▶ _Document excerpt_:
^^^^
Memory Intelligence Agent

Apr 13, 2026
∙ Paid

Authors: Jingyang Qiao, Weicheng Meng, Yu Cheng, Zhihang Lin, Zhizhong Zhang, Xin Tan, Jingyu Gong, Kun Shao, Yuan Xie
Paper: https://arxiv.org/abs/2604.04503v2
Code: https://github.com/ECNU-SII/MIA
Model: https://huggingface.co/LightningCreeper/MIA

TL;DR

WHAT was done? The authors propose the Memory Intelligence Agent (MIA), a framework that restructures autonomous agent reasoning into a decoupled Manager-Planner-Executor architecture. It transitions from retrieving factual knowledge to internalizing procedural search strategies by combining an explicit non-parametric memory buffer with continuous parametric updates via reinforcement learning, even during inference (Test-Time Learning).

WHY it matters? This work empirically demonstrates that intelligent memory management and strategic abstraction can bridge the performance gap between small and large models. By using a 7B-parameter Executor to outperform a 32B-parameter model by an 18% margin, MIA establishes that internalizing the “how” of problem-solving is more computationally efficient and scalable than simply expanding context windows or scaling raw model parameters.

Executive summary: Modern deep research agents frequently suffer from memory bloat and attention dilution when processing extensive execution histories. The MIA framework addresses this by compressing raw interaction traces into high-level workflow summaries, which are then used to dynamically update a dedicated planning agent via an alternating reinforcement learning paradigm. For AI strategists and system architects, this signals a shift toward self-evolving, unsupervised agent architectures where learning continuous task-specific procedures during inference yields superior returns compared to static, knowledge-heavy context retrieval.

Details

The Context Trap in Deep Research Agents

The pursuit of capable deep research agents is currently bottlenecked by how these systems manage historical experience. Existing frameworks default to expanding the context window, effectively dumping raw execution traces, tool logs, and factual documents into the model’s prompt. This approach predictably leads to severe attention dilution, computational bloat, and the introduction of irrelevant noise that degrades complex reasoning. The researchers behind this work pivot away from this knowledge-centric paradigm, focusing instead on procedural memory. By isolating the process of how a successful result is obtained—such as search trajectories and strategic pivots—from the factual content of the result itself, the MIA framework establishes a structural delta from standard retrieval-augmented generation.
^^^^
▶ _Dataset entries_:
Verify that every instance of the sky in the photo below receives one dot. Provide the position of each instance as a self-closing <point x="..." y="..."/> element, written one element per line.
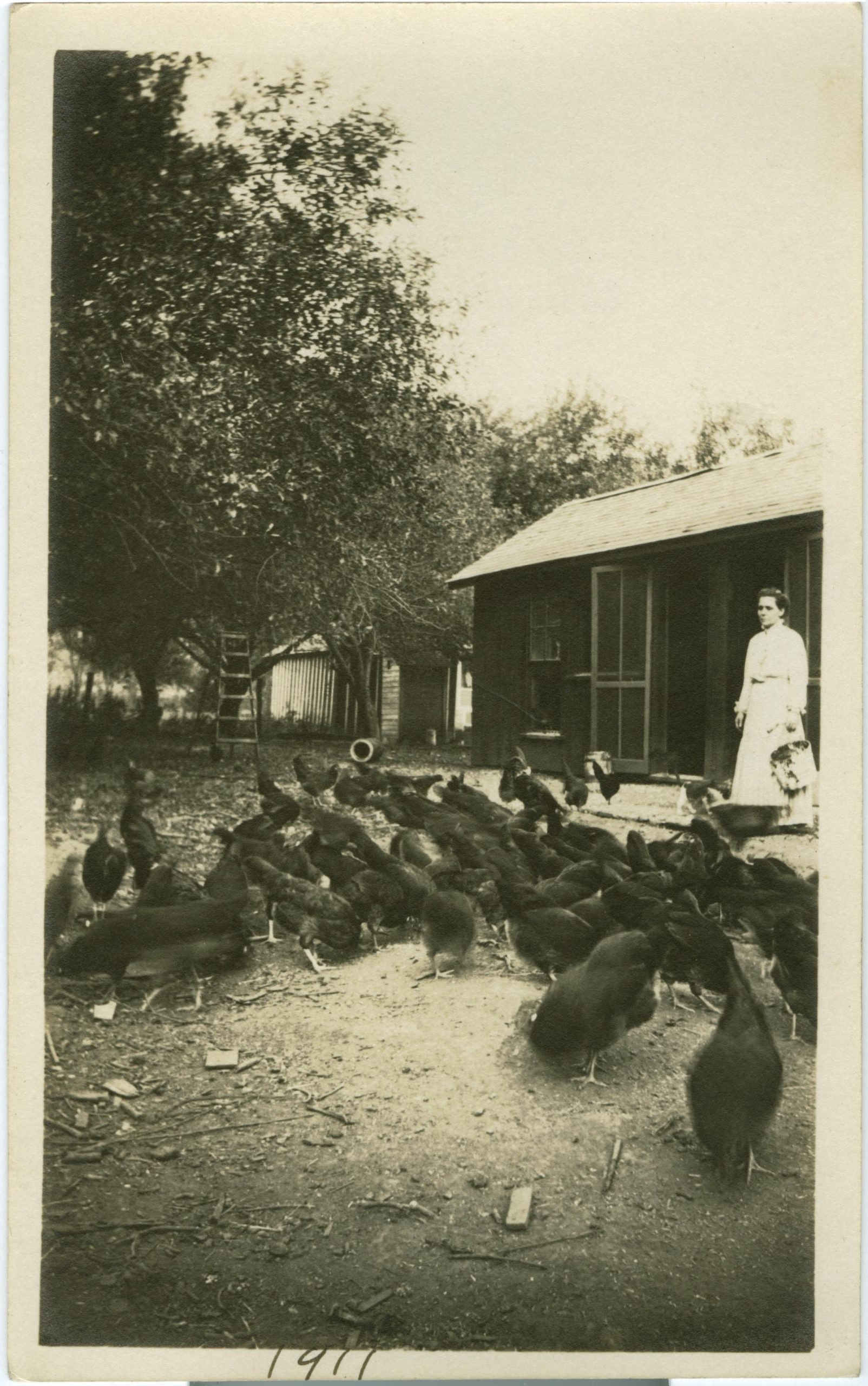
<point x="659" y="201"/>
^^^^
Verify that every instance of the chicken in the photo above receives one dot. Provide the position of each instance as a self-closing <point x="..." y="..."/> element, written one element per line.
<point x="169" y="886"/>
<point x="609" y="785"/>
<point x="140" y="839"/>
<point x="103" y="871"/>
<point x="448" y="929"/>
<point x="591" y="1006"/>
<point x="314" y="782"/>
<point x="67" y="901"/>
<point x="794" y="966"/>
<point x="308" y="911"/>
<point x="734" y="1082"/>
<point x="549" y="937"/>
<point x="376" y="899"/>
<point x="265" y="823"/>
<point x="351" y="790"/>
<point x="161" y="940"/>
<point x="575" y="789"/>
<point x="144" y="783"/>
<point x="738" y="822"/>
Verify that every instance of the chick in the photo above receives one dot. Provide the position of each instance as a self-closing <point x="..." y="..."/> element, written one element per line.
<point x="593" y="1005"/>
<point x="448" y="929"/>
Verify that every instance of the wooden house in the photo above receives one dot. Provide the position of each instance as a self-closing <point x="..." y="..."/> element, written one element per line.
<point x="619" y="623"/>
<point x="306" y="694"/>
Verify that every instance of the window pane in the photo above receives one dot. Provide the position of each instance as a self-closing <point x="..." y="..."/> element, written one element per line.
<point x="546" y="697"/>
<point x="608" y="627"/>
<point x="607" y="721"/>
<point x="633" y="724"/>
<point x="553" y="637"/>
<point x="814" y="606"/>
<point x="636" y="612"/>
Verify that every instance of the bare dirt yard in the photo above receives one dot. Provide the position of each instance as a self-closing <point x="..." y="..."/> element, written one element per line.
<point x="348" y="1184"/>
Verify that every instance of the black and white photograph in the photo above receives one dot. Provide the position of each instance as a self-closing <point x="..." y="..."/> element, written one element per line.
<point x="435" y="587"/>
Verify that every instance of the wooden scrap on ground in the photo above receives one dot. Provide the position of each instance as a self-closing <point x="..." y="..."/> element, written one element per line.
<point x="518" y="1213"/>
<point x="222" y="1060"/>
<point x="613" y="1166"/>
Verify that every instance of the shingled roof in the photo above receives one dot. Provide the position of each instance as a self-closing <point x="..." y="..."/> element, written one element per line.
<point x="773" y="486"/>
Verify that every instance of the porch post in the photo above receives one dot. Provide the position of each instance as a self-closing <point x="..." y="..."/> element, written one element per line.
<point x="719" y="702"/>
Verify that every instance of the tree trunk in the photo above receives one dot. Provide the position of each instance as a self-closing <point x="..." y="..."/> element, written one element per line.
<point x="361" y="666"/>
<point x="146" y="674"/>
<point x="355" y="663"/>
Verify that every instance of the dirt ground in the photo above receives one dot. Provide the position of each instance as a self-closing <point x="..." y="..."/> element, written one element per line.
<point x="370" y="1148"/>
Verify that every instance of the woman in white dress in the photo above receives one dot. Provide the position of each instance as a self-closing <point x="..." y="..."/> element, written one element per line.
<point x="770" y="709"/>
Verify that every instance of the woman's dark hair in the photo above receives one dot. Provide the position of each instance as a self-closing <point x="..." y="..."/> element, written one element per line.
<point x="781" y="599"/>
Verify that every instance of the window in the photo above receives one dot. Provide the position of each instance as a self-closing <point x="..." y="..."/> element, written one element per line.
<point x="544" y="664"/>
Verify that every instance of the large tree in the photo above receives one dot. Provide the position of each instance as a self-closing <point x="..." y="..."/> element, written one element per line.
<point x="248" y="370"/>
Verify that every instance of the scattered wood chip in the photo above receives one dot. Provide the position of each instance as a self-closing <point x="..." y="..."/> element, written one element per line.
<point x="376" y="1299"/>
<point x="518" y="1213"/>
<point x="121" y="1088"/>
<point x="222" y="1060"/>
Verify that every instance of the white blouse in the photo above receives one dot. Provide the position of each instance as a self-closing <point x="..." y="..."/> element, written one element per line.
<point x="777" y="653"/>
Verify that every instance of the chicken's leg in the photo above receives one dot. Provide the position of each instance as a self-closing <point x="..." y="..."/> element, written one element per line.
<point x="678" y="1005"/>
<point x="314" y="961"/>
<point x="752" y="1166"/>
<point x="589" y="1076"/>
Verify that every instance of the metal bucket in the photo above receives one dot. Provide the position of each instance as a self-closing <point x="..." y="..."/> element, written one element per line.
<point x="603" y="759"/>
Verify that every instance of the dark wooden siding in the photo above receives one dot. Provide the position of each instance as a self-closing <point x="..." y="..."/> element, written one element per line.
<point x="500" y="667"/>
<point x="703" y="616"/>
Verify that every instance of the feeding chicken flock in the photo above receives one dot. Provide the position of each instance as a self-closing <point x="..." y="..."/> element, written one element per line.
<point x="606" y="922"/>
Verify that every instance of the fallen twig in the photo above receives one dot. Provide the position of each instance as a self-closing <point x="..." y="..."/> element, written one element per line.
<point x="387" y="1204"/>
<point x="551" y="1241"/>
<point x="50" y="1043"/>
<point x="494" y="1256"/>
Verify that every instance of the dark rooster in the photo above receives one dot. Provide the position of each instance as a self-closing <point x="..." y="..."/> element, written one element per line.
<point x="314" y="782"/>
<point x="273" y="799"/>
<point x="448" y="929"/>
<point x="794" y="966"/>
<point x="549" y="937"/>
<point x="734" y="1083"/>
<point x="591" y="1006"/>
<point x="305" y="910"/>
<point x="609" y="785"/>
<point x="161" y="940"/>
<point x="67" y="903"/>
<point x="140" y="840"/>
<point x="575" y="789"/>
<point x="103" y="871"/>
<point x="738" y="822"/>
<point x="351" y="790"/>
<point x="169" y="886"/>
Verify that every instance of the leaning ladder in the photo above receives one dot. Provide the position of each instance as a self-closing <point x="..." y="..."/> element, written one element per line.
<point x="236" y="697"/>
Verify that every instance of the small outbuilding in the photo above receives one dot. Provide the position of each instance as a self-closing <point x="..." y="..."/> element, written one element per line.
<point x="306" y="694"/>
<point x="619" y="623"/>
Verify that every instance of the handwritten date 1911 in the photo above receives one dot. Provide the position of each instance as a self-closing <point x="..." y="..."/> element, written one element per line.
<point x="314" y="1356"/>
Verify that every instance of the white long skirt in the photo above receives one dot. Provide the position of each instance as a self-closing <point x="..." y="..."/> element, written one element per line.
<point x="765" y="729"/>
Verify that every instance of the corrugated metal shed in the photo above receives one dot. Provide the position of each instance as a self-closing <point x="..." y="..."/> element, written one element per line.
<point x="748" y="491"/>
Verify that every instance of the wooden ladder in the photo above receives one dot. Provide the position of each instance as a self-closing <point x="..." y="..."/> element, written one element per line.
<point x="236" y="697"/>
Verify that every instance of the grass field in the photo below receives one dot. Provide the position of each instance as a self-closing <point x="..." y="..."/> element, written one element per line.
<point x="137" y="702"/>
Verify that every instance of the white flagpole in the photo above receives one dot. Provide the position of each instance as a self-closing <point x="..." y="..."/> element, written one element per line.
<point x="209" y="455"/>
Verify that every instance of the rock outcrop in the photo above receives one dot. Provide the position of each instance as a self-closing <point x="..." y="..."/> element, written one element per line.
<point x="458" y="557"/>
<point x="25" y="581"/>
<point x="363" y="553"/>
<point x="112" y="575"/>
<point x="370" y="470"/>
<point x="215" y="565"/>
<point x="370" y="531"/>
^^^^
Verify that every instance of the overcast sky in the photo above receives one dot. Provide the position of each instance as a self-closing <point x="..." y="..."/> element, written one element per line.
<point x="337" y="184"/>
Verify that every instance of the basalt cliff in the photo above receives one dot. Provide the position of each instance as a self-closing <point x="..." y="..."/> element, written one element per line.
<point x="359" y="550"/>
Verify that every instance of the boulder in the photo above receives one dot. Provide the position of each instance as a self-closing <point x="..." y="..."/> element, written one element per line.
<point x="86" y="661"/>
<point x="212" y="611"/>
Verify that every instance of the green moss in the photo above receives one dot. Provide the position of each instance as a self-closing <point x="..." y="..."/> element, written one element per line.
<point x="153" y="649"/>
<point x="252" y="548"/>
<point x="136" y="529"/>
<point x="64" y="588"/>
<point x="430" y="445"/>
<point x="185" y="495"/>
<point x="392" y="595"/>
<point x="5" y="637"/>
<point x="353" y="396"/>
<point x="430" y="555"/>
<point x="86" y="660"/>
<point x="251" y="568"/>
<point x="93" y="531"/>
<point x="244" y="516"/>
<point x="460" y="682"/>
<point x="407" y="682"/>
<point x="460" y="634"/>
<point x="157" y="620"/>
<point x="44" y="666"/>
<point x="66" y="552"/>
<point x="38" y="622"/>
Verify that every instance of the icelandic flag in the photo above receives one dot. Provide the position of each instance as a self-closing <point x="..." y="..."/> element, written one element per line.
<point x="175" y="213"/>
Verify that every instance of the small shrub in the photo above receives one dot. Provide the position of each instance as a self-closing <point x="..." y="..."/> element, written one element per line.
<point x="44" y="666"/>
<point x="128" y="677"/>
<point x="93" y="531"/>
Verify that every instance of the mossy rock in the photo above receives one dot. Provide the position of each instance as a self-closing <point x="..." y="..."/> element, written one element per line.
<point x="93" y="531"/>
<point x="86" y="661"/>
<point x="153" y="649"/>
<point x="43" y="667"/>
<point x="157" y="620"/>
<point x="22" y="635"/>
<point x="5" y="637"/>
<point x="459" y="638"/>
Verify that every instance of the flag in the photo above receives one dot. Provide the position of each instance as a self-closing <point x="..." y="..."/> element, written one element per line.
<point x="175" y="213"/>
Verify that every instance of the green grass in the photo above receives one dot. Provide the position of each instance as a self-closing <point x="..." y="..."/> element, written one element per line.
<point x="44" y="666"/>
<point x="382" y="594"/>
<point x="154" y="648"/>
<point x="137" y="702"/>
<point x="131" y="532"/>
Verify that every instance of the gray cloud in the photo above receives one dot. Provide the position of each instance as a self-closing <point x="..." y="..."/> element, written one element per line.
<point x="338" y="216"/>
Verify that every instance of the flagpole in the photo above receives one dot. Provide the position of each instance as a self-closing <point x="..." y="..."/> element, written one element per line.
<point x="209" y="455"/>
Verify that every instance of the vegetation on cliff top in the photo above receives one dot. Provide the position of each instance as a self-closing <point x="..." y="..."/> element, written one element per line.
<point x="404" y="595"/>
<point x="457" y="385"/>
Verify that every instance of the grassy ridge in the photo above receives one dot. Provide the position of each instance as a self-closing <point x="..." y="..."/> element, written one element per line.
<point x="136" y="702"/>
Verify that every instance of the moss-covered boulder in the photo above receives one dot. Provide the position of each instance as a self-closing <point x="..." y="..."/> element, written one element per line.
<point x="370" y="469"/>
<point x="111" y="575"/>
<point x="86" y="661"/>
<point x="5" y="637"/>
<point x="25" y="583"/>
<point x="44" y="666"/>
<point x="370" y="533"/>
^^^^
▶ _Work to do_:
1. Edit the Memory Intelligence Agent article starting with "Authors: Jingyang Qiao, Weicheng" and going on through "inference (Test-Time Learning).", changing "Test-Time Learning" to "Inference-Time Learning".
2. According to the Memory Intelligence Agent article, by what margin does the 7B-parameter Executor outperform the 32B-parameter model?
3. In the Memory Intelligence Agent article, what do existing frameworks dump into the model's prompt when they expand the context window? List every one named.
The items are separate material with no connection to the article about the Memory Intelligence Agent.

▶ _Expected outputs_:
1.
Authors: Jingyang Qiao, Weicheng Meng, Yu Cheng, Zhihang Lin, Zhizhong Zhang, Xin Tan, Jingyu Gong, Kun Shao, Yuan Xie
Paper: https://arxiv.org/abs/2604.04503v2
Code: https://github.com/ECNU-SII/MIA
Model: https://huggingface.co/LightningCreeper/MIA

TL;DR

WHAT was done? The authors propose the Memory Intelligence Agent (MIA), a framework that restructures autonomous agent reasoning into a decoupled Manager-Planner-Executor architecture. It transitions from retrieving factual knowledge to internalizing procedural search strategies by combining an explicit non-parametric memory buffer with continuous parametric updates via reinforcement learning, even during inference (Inference-Time Learning).

2. 18%

3. Raw execution traces, tool logs, factual documents